:: Seitenauszug ::
───

A. Der Restwert in der Kaskoversicherung
I. Einleitung
Für die Entschädigung in der Kaskoversicherung finden nicht die Erwägungen und Regelungen des Schadenersatzrechtes Anwendung, sondern ausschließlich die vertraglich vereinbarten Regelungen, d.h. regelmäßig die vereinbarten AKB. Diese Regelungen dürfen indes nicht gegen zwingende Regelungen des VVG verstoßen und unterliegen der Kontrolle des AGB Rechtes (§§ 305 ff. BGB).
II. Definition
Der Restwert ist der Veräußerungswert des Fahrzeuges im beschädigten oder zerstörten Zustand.
III. Die Ermittlung des Restwertes
Bei der Berechnung des Veräußerungswertes des beschädigten Fahrzeuges ist von dem Preis auszugehen, den der Versicherungsnehmer selbst unter Vermittlung des Versicherers bei hinreichenden Bemühungen alsbald erzielen könnte. In der Praxis wird der Restwert regelmäßig vom Versicherer vorgegeben, beauftragt dieser doch regelmäßig den Sachverständigen nicht nur mit der Ermittlung des Wiederbeschaffungswertes und der Reparaturkosten, sondern zugleich mit der Ermittlung des Restwertes unter Einschluss von Restwertbörsen.
Wird im Einzelfall ein vom Versicherungsunternehmer zur Haftpflichtschadenregulierung eingeholtes Gutachten der Kaskoregulierung zugrunde gelegt, so ist zu beachten, dass – weil Vertragsrecht – die Rechtsprechung des BGH zur Ermittlung des Restwertes im Schadenrecht keine Anwendung findet. Hier ist bekanntlich der Restwert unter Berücksichtigung des örtlichen regionalen Marktes durch Einholung von drei konkreten Angeboten zu ermitteln.
IV. Veräußerung der Restwerte
Der Restwert des total beschädigten bzw. zerstörten Fahrzeuges wird bedingungsgemäß auf den Wiederbeschaffungswert angerechnet, ohne dass sich hierdurch etwas an der Eigentumslage ändert. Von daher bleibt der Versicherungsnehmer grundsätzlich in seinen Entscheidungen zur Veräußerung frei, wird indes vertraglich durch die Regelungen in den AKB verpflichtet, vor der Verwertung seines Fahrzeuges regelmäßig die Weisung des Versicherers einzuholen. Verstößt er hiergegen, so kann dies zu teilweiser Leistungsfreiheit führen. Stomper weist zu Recht daraufhin, dass der Versicherungsnehmer nicht gehalten ist, höhere Risiken einzugehen als die, die seinem gewöhnlichen Geschäftsgebaren entsprechen. So kann der Versicherungsnehmer regelmäßig nicht verpflichtet werden, sein Kraftfahrzeug gegen hohe Bargeldbeträge einem ihm unbekannten Händler zu überlassen.

───

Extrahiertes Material
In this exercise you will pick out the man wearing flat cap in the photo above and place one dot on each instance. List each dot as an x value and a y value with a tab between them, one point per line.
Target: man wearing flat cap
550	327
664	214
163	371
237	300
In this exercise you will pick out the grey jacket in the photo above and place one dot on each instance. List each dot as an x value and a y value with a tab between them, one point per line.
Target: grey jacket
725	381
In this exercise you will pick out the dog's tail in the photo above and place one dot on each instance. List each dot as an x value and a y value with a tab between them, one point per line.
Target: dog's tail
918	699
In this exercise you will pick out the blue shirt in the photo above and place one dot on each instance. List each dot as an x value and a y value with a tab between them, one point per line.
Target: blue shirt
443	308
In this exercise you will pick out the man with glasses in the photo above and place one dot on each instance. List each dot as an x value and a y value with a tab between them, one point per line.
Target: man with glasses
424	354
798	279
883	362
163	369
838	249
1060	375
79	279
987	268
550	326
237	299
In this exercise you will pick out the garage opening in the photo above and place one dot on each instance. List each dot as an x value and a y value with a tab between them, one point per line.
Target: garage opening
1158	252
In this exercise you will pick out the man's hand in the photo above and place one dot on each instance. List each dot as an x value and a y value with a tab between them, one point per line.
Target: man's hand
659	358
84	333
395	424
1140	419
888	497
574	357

───

:: Zu bearbeiten ::
Schreibe den Text über den Restwert in der Kaskoversicherung im Anschluss an seinen letzten Satz weiter. Das Material stammt aus einer anderen Quelle als der Seitenauszug.

:: Lösung der Aufgabe ::
V. Streit über die Höhe des Restwertes
Da die vertraglich vereinbarte Versicherungsleistung beim Totalschaden regelmäßig im Ersatz des Wiederbeschaffungswertes besteht und der Restwert insoweit allenfalls eine anrechenbare Position darstellt, sollte man meinen, dass über die Höhe des Restwertes kein Streit entsteht. Diese Einschätzung ist indes unzutreffend, weil der Restwerthöhe Bedeutung jedenfalls in den Fällen zukommt, in denen der Versicherungsnehmer trotz eines Totalschadens sein Fahrzeug weiternutzen und teilinstandsetzen möchte bzw. der Versicherungsnehmer die Zahlenwerke des vom Versicherer in Auftrag gegebenen Gutachtens hinterfragt und von daher eine Bindungsfrist für ein unterbreitetes Restwertangebot abläuft.
Nicht selten werden in vom Versicherer in Auftrag gegebenen Kaskogutachten durch die weisungsabhängigen Sachverständigen überhöhte Reparaturkosten und geringe Wiederbeschaffungswerte zugrunde gelegt, um nach Möglichkeit Totalschäden kalkulieren zu können. Von daher besteht ein berechtigtes Interesse des der Weisungsgebundenheit unterliegenden Versicherungsnehmers, die ermittelten Werte Wiederbeschaffungswert u...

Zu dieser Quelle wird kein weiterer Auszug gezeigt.